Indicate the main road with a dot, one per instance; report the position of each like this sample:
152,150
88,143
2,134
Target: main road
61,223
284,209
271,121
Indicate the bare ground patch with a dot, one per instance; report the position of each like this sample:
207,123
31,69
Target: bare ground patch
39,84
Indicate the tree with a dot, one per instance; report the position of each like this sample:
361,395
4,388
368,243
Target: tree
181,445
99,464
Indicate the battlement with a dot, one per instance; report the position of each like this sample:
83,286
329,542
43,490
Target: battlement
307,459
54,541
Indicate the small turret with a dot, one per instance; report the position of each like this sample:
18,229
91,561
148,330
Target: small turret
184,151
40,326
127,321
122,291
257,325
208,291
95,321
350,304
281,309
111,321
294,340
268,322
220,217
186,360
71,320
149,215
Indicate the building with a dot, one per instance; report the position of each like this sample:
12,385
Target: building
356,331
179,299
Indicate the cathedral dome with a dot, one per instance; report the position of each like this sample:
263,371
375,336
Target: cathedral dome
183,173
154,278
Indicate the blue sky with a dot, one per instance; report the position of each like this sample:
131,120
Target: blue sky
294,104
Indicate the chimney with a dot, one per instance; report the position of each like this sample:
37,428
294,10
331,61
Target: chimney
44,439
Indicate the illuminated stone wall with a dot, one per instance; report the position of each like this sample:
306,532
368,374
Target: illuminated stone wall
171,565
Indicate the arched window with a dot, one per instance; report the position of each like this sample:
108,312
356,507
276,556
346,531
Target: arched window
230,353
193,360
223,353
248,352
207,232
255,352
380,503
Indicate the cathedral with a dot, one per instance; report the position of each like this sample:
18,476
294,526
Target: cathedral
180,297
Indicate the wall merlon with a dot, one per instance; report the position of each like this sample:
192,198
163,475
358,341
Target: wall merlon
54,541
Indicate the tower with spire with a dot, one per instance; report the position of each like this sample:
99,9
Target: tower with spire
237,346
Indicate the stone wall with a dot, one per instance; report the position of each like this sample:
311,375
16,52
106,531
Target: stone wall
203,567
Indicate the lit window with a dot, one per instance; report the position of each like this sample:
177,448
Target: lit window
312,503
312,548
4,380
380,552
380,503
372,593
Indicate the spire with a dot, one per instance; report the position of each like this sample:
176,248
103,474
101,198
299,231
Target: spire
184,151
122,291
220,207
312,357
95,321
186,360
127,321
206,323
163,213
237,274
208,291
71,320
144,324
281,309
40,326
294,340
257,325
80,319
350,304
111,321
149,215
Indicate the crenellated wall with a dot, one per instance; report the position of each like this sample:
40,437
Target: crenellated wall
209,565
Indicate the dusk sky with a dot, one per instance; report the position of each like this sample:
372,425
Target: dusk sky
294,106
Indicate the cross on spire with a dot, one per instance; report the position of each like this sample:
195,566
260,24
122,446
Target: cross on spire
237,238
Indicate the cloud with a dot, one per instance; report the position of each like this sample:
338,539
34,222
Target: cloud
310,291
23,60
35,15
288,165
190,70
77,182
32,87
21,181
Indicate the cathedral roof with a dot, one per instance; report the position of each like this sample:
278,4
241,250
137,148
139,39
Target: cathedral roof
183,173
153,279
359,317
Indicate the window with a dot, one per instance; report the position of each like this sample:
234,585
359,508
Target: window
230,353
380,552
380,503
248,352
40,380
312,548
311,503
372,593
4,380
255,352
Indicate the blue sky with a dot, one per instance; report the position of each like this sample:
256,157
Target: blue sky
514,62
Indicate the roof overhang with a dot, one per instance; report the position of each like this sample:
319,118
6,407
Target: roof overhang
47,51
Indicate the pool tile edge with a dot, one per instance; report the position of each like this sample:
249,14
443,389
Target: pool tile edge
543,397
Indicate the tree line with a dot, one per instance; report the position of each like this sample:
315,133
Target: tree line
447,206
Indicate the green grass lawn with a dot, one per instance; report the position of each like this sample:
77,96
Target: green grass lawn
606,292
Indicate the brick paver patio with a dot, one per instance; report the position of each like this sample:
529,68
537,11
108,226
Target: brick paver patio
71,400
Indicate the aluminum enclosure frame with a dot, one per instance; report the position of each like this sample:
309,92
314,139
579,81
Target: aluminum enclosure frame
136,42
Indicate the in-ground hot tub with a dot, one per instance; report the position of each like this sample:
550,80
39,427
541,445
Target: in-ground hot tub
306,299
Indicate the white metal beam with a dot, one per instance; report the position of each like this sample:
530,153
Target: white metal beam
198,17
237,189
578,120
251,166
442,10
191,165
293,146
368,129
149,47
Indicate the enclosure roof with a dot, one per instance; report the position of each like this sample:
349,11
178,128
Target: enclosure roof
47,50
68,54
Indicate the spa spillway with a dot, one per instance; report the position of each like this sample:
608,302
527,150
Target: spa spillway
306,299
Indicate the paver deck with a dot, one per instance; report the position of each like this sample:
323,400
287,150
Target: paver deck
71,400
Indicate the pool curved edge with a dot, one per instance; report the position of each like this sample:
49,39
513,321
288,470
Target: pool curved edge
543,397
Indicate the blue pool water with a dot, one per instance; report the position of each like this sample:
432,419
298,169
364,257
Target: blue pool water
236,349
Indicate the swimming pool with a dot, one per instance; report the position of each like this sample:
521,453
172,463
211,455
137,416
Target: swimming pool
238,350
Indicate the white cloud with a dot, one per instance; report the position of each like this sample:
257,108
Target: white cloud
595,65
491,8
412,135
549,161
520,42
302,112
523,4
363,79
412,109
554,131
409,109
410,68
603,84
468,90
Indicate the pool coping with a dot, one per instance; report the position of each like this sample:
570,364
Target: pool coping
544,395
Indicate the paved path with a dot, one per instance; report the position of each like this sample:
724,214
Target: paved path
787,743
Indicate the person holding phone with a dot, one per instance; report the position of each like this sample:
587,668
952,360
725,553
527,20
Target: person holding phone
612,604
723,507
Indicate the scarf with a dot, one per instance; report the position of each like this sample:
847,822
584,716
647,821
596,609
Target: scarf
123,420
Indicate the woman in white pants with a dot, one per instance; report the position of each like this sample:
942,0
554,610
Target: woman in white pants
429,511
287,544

WHAT IS EXPECTED:
Retype all of the data above, line for line, without changing a single character.

SOLUTION BELOW:
Indicate the main road with a dot, one per instance; report the position of each like this sample:
152,150
88,143
2,134
Target: main road
61,223
284,209
271,121
Indicate the bare ground patch with a dot, one per instance; report the position of each like this sample:
207,123
31,69
Target: bare ground patch
39,84
Indicate the tree with a dot, one per instance; report the position of each like this sample:
361,395
4,388
368,243
Target: tree
181,445
99,464
Indicate the battlement with a dot, one per instance; report the position of each like this sample:
83,286
329,542
43,490
Target: battlement
307,459
54,541
Indicate the small turret with a dot, one per instance; report the position of each like this sample:
18,229
91,561
148,330
Target: small turret
184,151
40,326
127,321
122,291
257,325
208,291
95,321
350,304
281,309
111,321
294,340
268,322
220,217
186,360
71,320
149,215
Indicate the building with a dot, one per instance; report the position of each like this sample:
12,385
Target: building
356,331
179,299
Indicate the cathedral dome with a dot, one per instance; report the position of each like this sample:
263,371
375,336
Target: cathedral dome
183,173
154,278
Indicate the blue sky with a dot, one per instance; report the position of each like this sample:
131,120
Target: blue sky
294,104
Indicate the chimney with a dot, one per instance; report the position of each like this sample:
37,428
294,10
331,61
Target: chimney
44,439
Indicate the illuminated stone wall with a dot, one per instance; report the position of each like this sample:
306,532
368,374
Target: illuminated stone wall
171,565
Indicate the arched window with a dot, one per instance; report the position of each like this sample:
108,312
356,507
276,556
346,531
Target: arched window
230,353
193,360
223,353
248,352
207,232
255,352
380,503
Indicate the cathedral with a dot, one per instance; report the position of each like this sample:
18,476
294,526
Target: cathedral
180,297
Indicate the wall merlon with a dot, one per instance; report the position of each like this sample:
192,198
163,475
358,341
Target: wall merlon
54,541
Indicate the tower with spire with a dot, one per instance; report the position of each like this sample:
99,9
Target: tower with spire
237,346
Indicate the stone wall with a dot, one per instance; report the position of each like this sample:
311,375
16,52
106,531
Target: stone wall
203,567
Indicate the lit window with a dot, one per instance; report the position of each like this sample:
177,448
Target: lit window
312,503
312,548
4,380
380,552
380,503
372,593
Indicate the spire with a dot, one per instance; report the position of each like this sample:
176,248
103,474
101,198
299,231
Target: spire
184,151
122,291
220,207
312,357
95,321
186,360
127,321
206,323
163,213
237,274
208,291
71,320
144,324
281,309
40,326
294,340
257,325
80,319
350,304
111,321
149,215
Indicate the crenellated wall with a dot, one per instance; report the position of each like this sample:
40,437
Target: crenellated wall
209,565
Indicate the dusk sky with a dot, one per instance; report the position of each like this sample:
372,425
Target: dusk sky
294,106
Indicate the cross on spire with a dot, one per instance; report the position of each like this sample:
195,566
260,24
122,446
Target: cross on spire
237,238
Indicate the cloud with a dot, one per instance; report the position of each like this sample:
338,539
34,222
Target: cloud
310,291
23,60
35,15
288,165
190,70
77,182
32,87
21,181
Indicate the cathedral roof with a dot, one per instance; report the position of each like this sample:
278,4
241,250
137,148
139,39
Target: cathedral roof
183,173
153,279
359,317
Indicate the window with a dot, one per instance; report the position of each like this sample:
234,585
359,508
Target: window
230,353
380,552
380,503
248,352
40,380
312,548
311,503
372,593
4,380
255,352
Indicate the blue sky with a dot, one per instance; report the position of each like this sample:
256,157
Target: blue sky
514,62
Indicate the roof overhang with a dot, one per instance; report the position of each like this sample:
319,118
6,407
Target: roof overhang
47,51
Indicate the pool tile edge with a dot, one per instance; report the position of each like this sample:
249,14
443,389
Target: pool tile edge
543,397
Indicate the tree line with a dot, one per instance; report the position of each like this sample:
315,133
Target: tree line
447,206
Indicate the green grass lawn with a dot, one per instance; report the position of each like this sample:
77,96
Target: green grass lawn
606,292
Indicate the brick paver patio with a dot, one per instance; report the position of each like this sample:
529,68
537,11
108,226
Target: brick paver patio
71,400
Indicate the aluminum enclosure frame with a dot, one per instance; report the position of each like this sample:
309,92
314,139
579,81
Target: aluminum enclosure frame
136,42
Indicate the in-ground hot tub with a dot, one per instance; report the position of each like this sample:
550,80
39,427
541,445
Target: in-ground hot tub
306,299
Indicate the white metal beam with a dot, one per instance; report the position of each like this sample:
530,153
Target: white metal beam
198,17
237,189
578,120
251,166
442,10
191,165
293,146
368,129
149,47
Indicate the enclosure roof with a dot, one per instance; report the position of each like this sample:
349,11
178,128
Target: enclosure roof
47,50
68,54
Indicate the spa spillway with a dot, one per instance; report the position of each like this sample:
608,302
527,150
Target: spa spillway
306,299
Indicate the paver deck with a dot, one per instance; report the position of each like this sample:
323,400
287,150
Target: paver deck
71,400
Indicate the pool curved edge with a dot, one per instance; report the position of each like this sample:
49,39
513,321
288,470
Target: pool curved edge
543,397
Indicate the blue pool water with a dot, one per instance; report the position of each like this sample:
432,419
298,169
364,257
Target: blue pool water
236,349
Indicate the swimming pool with a dot, one per instance; report the position of each like this sample:
521,453
172,463
211,455
137,416
Target: swimming pool
238,350
Indicate the white cloud with a dot, one per instance; report the position of each like this sample:
257,108
Target: white cloud
595,65
491,8
412,135
549,161
520,42
302,112
523,4
363,79
412,109
554,131
409,109
410,68
603,84
468,90
Indicate the pool coping with a dot, one per instance; report the position of each like this sample:
570,364
Target: pool coping
544,395
Indicate the paved path with a dot, one per instance; report the position of each like this sample:
724,214
Target: paved path
787,743
Indicate the person holding phone with a dot, one per instance; report the position of each like this sample:
587,668
952,360
725,553
527,20
Target: person holding phone
612,604
723,507
Indicate the scarf with a dot, one per instance; report the position of each like this sample:
847,822
584,716
647,821
596,609
Target: scarf
123,420
Indicate the woman in white pants with a dot, one per instance; report the position of each like this sample:
942,0
554,610
Target: woman in white pants
429,511
287,544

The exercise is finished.